| EXTRACT PROVIDED |
======

Hi, hope you are okay and the pregnancy is going well. I just came across your post and was wondering if I could steal some advice. I am 16weeks pregnant and just found out I have an unruptured aneurysm on my basilar artery. My obstetrician said it shouldn't affect having a natural delivery but I'm concerned the pushing will increase the chances of it bursting. I know your case is slightly different as you have a stent in place but what did your doctor advise you of in the end? I don't know whether I should air on the side of caution and go for a caesarean or trust the doctors.
Thanks for any advise you can offer
Hi, congratulations on your pregnancy! I'm now 31 weeks and everything is going well.
My neurosurgeons have said I don't need a caesarean, which worries me slightly, I do feel it would be safer but they are happy for me to try for natural delivery. When I met with the anaesthetist she advised that I have an epidural, her aim is to keep me as comfortable as possible to stop big spikes in blood pressure. I haven't done a birth plan yet and still have caesarean in the back of my head but I know the recovery from that can take ages so think I'll be trying for natural.(unless I panic closer to the time!)
Have you seen a neurosurgeon? They are the best to advise you, my obstetrician said she didn't know enough about it. I would have thought in your case it might be a bit riskier because you've had no treatment, but I suppose it will depend on the size of the aneurysm. Mine was quite big so was treated within 2 weeks of finding it.
Hope everything else is going well!
Whenever a pregnant woman has a significant health condition that might be aggravated by mode of delivery, it is best practice to ask their specialist team for guidance.

======

| DATA FOR ANALYSIS |
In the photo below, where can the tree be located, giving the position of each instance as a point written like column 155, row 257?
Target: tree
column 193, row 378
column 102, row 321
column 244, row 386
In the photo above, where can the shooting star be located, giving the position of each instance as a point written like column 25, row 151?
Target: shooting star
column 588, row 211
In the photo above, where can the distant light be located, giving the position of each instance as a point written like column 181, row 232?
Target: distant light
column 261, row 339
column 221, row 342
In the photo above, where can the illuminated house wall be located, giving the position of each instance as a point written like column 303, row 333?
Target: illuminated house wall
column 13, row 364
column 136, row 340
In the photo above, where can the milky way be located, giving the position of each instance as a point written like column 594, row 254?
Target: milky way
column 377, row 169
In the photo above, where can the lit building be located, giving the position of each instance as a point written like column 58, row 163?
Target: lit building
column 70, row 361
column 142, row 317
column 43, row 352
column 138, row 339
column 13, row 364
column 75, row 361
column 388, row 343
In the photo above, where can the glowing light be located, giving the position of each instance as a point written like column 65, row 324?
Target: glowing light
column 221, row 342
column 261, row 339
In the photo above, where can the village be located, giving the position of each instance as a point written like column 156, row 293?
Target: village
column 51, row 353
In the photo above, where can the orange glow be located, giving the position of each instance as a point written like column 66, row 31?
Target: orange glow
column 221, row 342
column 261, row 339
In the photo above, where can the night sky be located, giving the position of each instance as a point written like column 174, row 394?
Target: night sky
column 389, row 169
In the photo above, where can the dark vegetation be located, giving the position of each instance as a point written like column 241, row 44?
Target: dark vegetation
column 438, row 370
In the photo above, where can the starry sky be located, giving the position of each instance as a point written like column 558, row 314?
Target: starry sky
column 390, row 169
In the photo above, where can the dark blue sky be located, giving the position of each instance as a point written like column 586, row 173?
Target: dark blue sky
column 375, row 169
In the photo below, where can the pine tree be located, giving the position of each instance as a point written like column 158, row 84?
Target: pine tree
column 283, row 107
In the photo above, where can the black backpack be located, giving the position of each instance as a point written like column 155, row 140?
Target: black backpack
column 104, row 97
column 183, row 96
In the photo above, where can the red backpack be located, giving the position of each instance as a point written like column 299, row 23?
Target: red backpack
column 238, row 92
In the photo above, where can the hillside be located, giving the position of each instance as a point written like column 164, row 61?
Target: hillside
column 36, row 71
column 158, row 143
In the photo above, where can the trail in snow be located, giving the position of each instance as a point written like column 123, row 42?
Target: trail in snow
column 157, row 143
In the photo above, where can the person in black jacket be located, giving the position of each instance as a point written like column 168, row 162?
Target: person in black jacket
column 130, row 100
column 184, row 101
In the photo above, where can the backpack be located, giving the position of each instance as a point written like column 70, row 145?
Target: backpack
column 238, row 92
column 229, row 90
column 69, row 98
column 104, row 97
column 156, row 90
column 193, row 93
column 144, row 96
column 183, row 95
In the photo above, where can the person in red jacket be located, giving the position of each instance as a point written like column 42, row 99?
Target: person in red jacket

======

| ABOUT THIS EXERCISE |
Answer these questions from the pregnancy and aneurysm text above:
1. How many weeks pregnant is the person asking for advice?
2. What did the anaesthetist advise the person who replied to have?
3. How soon after it was found was the replier's aneurysm treated?

| OUTPUT BELOW |
1. 16 weeks.
2. An epidural.
3. Within 2 weeks.